▸ **Task details**: Pick out every line of the material below that contains the word "white", and copy each such line in full. Case counts.

▸ **Supplied records**:
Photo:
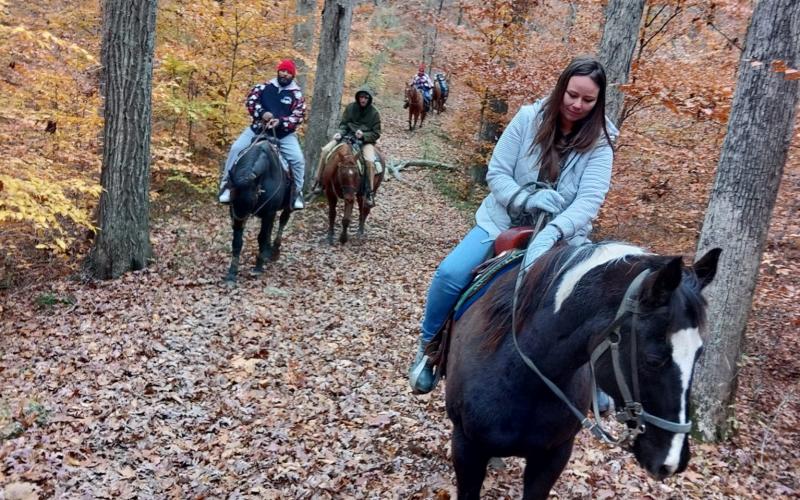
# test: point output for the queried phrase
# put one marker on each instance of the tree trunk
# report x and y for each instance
(123, 242)
(620, 33)
(304, 37)
(328, 84)
(748, 176)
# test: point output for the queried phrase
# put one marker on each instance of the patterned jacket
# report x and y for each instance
(285, 103)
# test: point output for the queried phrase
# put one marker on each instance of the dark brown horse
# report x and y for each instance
(521, 385)
(341, 178)
(416, 107)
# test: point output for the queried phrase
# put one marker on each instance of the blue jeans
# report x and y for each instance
(452, 275)
(290, 150)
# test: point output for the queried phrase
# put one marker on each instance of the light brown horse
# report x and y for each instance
(341, 178)
(416, 107)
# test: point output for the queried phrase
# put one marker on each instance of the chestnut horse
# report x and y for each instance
(440, 93)
(416, 107)
(341, 178)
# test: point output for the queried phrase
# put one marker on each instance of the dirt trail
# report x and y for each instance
(167, 384)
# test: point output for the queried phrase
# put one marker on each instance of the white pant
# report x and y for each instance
(290, 150)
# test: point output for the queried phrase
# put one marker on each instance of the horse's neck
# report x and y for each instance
(559, 339)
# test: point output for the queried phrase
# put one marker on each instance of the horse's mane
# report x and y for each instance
(538, 287)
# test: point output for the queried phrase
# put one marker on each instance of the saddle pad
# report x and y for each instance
(489, 272)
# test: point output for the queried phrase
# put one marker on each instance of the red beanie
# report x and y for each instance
(288, 65)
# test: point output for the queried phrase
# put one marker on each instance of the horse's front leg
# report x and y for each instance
(331, 217)
(276, 245)
(469, 461)
(543, 468)
(346, 218)
(236, 250)
(264, 250)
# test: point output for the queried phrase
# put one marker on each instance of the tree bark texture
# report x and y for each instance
(123, 242)
(303, 37)
(620, 34)
(328, 84)
(745, 188)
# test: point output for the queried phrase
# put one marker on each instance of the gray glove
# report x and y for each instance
(546, 199)
(542, 242)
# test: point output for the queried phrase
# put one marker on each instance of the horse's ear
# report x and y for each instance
(706, 267)
(659, 286)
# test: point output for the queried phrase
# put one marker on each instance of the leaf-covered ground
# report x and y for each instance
(167, 384)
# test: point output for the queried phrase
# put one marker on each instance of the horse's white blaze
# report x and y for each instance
(685, 344)
(603, 254)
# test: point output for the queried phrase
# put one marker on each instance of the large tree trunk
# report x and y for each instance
(620, 33)
(123, 242)
(304, 37)
(742, 199)
(324, 116)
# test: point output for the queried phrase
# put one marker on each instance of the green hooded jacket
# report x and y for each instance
(366, 119)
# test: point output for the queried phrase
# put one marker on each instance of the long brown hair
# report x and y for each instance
(554, 144)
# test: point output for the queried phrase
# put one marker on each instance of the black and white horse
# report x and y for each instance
(521, 385)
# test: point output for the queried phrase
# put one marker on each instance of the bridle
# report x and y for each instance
(632, 414)
(258, 190)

▸ **Answer for the task**:
# put one marker on each instance of the white pant
# put one marker on each instance of the horse's white blaze
# put one marker on each instance of the black and white horse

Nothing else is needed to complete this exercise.